São Paulo, segunda-feira, 7 de março de 1994
Texto Anterior | Próximo Texto | Índice

Plano FHC pode ser antídoto, diz Musa

ANTONIO CARLOS SEIDL
DA REPORTAGEM LOCAL

O programa de estabilização econômica do ministro Fernando Henrique Cardoso é "positivo" porque pode significar a descoberta de um antídoto para o "'veneno" que ameaça a vida da economia, as instituições e os aspectos morais e éticos do país.
A avaliação é Edson Vaz Musa, presidente da Rhodia, a maior empresa química do país (faturamento de US$ 960 milhões em 93). Ao se confirmar essa descoberta, o ministro Fernando Henrique Cardoso seria "um excelente" presidente, diz Musa.
Segundo Musa, a URV vai acabar com o processo de realimentação da inflação e manter o poder de compra dos salários em moeda forte. "Esse plano é uma coisa formidável", disse à Folha.

**Descrição da tarefa**:
Transcreva integralmente, sem nenhuma alteração, a matéria sobre a avaliação de Edson Vaz Musa acerca do programa de estabilização econômica.

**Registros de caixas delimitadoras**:
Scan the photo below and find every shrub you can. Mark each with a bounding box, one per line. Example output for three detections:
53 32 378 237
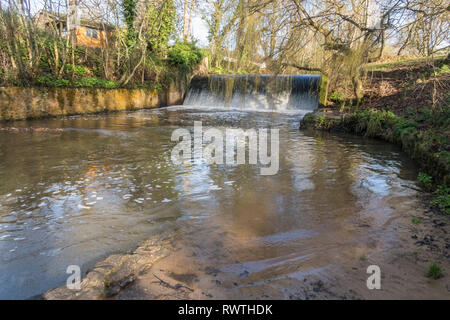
36 74 70 87
168 41 203 72
328 92 344 102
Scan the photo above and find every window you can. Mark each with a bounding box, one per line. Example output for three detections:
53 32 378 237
86 28 98 39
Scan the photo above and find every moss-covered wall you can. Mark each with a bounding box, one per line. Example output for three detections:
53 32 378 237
0 83 185 121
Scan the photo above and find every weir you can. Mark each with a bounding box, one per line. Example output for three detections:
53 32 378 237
183 74 321 111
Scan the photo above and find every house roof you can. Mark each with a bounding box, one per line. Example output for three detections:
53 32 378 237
35 10 114 30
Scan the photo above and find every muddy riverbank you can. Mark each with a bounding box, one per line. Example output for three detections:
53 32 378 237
31 109 450 299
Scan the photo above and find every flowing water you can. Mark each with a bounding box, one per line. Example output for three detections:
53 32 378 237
0 75 430 299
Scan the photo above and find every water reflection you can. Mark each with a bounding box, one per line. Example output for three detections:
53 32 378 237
0 107 416 298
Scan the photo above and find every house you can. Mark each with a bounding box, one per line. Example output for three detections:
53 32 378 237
34 10 114 48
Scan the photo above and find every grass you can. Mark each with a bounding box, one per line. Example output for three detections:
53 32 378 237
363 55 446 71
427 262 442 280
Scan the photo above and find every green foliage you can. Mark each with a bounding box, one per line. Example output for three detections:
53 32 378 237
427 262 443 280
36 74 70 88
168 41 203 72
417 172 433 188
329 92 344 103
122 0 137 47
64 63 90 78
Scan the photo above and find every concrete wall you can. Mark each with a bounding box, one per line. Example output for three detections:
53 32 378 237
0 83 186 121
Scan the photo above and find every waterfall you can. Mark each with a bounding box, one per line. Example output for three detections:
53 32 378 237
183 75 321 111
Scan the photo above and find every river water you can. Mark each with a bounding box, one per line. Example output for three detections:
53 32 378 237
0 106 417 299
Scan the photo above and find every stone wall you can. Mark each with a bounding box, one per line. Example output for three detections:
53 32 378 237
0 83 186 121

**Solução a seguir**:
São Paulo, segunda-feira, 7 de março de 1994
Texto Anterior | Próximo Texto | Índice

Plano FHC pode ser antídoto, diz Musa

ANTONIO CARLOS SEIDL
DA REPORTAGEM LOCAL

O programa de estabilização econômica do ministro Fernando Henrique Cardoso é "positivo" porque pode significar a descoberta de um antídoto para o "'veneno" que ameaça a vida da economia, as instituições e os aspectos morais e éticos do país.
A avaliação é Edson Vaz Musa, presidente da Rhodia, a maior empresa química do país (faturamento de US$ 960 milhões em 93). Ao se confirmar essa descoberta, o ministro Fernando Henrique Cardoso seria "um excelente" presidente, diz Musa.
Segundo Musa, a URV vai acabar com o processo de realimentação da inflação e manter o poder de compra dos salários em moeda forte. "Esse plano é uma coisa formidável", disse à Folha.